— The problem —
Every line from the line containing "in gray hoodie in this photo." through the final line below is to be repeated exactly; no other line is.

— Records to use —
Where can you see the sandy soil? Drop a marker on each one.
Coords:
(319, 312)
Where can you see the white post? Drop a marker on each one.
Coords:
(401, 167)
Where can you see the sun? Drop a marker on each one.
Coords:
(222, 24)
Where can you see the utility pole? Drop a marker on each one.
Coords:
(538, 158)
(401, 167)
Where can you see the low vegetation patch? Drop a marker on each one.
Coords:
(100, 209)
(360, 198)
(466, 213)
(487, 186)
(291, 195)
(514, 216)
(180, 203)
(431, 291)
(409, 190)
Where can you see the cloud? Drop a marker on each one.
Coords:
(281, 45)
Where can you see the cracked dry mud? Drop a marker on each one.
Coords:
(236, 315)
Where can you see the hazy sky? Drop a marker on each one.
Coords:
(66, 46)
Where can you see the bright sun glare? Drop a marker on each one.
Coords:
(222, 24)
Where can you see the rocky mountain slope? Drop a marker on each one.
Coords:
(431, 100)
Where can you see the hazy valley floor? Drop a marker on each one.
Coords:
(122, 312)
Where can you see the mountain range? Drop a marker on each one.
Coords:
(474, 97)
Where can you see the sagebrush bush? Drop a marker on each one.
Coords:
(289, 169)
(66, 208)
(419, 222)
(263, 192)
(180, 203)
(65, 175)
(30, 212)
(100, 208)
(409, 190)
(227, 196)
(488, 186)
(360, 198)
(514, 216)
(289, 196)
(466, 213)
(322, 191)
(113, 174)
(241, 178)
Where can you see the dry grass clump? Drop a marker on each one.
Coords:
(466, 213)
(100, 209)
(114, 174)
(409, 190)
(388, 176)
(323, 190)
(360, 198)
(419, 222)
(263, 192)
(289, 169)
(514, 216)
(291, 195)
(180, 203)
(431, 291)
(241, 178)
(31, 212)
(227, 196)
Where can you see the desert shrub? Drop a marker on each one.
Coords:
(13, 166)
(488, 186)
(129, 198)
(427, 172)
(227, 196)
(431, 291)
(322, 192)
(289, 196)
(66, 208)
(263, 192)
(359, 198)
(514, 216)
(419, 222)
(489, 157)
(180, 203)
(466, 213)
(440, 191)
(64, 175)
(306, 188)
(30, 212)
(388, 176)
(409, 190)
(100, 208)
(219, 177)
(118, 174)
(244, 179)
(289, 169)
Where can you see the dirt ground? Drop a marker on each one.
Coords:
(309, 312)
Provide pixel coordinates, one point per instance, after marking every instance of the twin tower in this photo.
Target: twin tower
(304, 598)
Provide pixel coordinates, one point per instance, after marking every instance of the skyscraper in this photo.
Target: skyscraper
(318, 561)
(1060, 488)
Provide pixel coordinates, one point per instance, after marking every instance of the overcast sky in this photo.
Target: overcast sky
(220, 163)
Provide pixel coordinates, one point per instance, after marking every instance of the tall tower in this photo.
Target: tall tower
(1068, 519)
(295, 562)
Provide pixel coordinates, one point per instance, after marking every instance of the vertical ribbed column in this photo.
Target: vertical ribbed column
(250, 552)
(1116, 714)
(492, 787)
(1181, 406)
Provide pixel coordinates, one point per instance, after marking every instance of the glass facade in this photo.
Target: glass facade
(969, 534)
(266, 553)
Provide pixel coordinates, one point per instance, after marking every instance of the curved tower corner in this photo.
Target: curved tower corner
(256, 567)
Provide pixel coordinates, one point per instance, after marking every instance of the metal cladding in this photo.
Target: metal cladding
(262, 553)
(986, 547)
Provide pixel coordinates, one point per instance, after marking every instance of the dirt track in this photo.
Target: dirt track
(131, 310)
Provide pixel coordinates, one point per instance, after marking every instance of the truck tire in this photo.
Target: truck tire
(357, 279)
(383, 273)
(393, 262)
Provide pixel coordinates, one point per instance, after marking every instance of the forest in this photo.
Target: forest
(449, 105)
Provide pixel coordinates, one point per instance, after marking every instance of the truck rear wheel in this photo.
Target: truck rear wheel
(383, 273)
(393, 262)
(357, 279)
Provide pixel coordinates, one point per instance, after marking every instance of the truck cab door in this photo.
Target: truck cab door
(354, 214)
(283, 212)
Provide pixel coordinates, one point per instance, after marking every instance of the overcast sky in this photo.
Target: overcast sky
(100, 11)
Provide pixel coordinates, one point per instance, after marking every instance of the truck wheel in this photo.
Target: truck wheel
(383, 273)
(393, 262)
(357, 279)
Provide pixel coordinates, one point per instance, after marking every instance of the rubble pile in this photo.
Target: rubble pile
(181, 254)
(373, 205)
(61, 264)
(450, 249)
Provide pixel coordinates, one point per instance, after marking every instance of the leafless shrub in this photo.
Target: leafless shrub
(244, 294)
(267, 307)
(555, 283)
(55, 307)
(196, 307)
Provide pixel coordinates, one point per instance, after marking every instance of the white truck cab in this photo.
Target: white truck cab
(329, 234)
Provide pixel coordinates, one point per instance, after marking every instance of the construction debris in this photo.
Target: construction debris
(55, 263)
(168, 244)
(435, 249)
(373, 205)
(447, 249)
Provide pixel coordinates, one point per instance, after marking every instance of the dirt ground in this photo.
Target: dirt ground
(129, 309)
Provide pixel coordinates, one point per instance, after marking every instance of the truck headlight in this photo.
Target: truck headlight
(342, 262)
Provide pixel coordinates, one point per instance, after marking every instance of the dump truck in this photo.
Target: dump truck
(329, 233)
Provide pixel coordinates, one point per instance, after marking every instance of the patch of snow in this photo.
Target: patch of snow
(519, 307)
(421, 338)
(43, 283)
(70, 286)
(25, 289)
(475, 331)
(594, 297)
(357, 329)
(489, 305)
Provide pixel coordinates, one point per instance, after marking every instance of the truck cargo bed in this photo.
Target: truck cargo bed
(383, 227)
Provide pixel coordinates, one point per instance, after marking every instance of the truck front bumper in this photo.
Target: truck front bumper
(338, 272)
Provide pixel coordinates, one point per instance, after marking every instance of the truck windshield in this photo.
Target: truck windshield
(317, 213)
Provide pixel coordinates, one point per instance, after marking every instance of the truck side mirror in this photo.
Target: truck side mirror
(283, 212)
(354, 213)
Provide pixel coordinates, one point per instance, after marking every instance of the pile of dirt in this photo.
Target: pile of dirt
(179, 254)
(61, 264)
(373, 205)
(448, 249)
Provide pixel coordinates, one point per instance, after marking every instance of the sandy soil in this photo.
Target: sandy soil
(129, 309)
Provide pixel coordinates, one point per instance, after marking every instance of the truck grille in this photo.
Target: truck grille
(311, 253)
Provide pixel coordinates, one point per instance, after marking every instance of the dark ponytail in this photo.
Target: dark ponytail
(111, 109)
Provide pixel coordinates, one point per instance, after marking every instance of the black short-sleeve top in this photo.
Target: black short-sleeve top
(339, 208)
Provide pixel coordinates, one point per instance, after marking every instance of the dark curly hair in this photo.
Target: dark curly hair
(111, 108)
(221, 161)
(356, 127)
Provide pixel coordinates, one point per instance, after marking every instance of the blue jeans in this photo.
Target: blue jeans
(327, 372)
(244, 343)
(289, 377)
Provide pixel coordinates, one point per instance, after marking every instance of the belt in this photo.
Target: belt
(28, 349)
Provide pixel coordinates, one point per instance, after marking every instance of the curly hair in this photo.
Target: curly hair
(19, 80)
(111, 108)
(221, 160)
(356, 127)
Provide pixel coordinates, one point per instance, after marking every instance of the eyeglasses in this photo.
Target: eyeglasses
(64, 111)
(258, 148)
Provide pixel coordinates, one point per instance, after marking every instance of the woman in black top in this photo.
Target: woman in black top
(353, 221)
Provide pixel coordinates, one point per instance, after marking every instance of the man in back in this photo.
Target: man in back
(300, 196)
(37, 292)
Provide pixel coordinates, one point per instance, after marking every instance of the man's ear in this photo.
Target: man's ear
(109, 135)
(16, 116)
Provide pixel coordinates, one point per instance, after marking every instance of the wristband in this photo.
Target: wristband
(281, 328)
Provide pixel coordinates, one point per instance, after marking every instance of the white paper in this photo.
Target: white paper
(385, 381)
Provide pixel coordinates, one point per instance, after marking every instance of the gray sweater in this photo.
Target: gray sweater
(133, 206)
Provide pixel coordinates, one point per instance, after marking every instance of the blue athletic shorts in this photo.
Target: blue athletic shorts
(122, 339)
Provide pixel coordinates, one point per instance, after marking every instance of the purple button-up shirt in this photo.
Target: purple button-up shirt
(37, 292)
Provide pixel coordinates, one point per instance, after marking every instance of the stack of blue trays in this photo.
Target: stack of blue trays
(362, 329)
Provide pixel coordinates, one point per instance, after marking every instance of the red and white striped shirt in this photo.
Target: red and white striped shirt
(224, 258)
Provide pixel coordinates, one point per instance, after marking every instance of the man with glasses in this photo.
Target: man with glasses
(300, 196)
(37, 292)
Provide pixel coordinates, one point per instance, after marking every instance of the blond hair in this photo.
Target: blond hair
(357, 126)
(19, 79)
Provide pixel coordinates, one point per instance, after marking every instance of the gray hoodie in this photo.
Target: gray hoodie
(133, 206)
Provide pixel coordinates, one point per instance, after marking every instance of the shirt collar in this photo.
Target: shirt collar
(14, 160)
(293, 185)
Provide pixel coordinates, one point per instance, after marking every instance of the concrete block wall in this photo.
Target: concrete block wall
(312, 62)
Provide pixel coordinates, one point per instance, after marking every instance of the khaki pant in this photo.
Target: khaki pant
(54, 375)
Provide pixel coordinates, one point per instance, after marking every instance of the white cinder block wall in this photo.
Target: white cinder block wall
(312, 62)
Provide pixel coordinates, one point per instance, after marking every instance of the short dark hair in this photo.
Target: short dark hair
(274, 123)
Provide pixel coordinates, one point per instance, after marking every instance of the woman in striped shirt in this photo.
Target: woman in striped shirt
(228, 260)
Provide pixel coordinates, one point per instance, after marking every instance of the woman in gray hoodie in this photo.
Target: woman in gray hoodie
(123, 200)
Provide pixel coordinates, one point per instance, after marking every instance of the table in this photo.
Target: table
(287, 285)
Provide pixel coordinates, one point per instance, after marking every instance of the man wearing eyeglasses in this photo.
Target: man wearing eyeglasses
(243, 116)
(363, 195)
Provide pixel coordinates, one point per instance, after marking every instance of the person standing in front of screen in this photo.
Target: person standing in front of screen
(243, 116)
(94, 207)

— Response to this task —
Provide pixel coordinates, one point per instance, after marking every instance of the woman in gray hoodie in this photo.
Target: woman in gray hoodie
(123, 200)
Provide pixel coordinates, one point per instance, after marking every instance of the table in this photo.
Target: table
(287, 285)
Provide pixel coordinates, one point per instance, after marking every instance of the man wearing eyeglasses in this photo.
Target: man wearing eyeglasses
(243, 116)
(363, 195)
Provide pixel coordinates, one point per instance, after marking every instance of the person standing in front of screen in this photo.
Target: person standing in front of screen
(243, 116)
(94, 207)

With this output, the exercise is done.